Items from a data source
========================================================================
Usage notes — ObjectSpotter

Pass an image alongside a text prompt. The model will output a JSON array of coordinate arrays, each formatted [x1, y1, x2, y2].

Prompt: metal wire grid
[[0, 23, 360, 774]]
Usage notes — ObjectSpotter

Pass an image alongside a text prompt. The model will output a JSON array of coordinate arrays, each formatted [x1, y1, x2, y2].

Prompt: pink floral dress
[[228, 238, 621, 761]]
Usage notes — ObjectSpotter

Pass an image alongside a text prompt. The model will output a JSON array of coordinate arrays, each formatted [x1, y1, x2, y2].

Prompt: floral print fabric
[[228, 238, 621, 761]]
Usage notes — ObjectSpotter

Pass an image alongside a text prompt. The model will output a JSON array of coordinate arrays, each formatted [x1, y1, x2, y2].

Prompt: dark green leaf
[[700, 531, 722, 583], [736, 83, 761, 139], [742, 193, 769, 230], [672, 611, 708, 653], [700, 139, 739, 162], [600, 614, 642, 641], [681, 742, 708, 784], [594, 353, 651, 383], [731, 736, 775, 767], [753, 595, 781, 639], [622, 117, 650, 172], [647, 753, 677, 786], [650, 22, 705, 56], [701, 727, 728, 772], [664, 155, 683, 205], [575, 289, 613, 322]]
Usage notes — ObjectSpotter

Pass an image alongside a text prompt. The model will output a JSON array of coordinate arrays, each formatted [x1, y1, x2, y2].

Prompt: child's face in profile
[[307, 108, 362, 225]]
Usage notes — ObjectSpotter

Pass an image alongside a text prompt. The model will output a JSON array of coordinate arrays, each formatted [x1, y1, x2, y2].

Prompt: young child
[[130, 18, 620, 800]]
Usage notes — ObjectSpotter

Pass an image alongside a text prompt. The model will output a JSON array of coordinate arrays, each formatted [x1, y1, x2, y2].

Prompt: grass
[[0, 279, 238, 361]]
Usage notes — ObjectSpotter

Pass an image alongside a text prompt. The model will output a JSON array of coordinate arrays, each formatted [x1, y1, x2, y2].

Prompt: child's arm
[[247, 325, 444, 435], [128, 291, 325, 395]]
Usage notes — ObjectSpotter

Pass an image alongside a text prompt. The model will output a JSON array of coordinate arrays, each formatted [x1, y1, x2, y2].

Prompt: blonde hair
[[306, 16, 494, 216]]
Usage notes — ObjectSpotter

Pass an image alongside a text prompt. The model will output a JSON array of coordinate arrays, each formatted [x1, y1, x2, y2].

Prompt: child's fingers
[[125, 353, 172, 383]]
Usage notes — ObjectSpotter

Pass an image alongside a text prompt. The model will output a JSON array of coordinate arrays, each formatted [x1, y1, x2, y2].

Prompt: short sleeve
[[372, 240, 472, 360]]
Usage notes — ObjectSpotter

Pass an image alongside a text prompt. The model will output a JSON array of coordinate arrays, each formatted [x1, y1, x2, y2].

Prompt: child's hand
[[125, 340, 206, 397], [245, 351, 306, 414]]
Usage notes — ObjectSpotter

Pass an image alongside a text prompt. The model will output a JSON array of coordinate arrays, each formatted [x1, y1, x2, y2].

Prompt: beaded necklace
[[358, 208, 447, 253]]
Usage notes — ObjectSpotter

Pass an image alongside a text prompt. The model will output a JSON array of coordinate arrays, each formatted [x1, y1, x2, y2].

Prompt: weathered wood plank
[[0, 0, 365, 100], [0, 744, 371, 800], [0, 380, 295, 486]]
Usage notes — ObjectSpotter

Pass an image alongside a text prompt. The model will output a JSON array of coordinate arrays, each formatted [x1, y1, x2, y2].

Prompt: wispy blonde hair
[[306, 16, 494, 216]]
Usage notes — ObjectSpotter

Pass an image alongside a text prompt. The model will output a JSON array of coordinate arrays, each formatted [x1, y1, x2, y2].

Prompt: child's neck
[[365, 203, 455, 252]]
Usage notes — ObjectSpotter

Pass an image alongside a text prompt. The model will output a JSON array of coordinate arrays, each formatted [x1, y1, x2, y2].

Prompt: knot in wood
========================================================================
* [What to work on] Pick out every line in the material above that contains the word "wood", and copy each one. Case counts.

* [Solution to this problem]
Prompt: weathered wood plank
Prompt: knot in wood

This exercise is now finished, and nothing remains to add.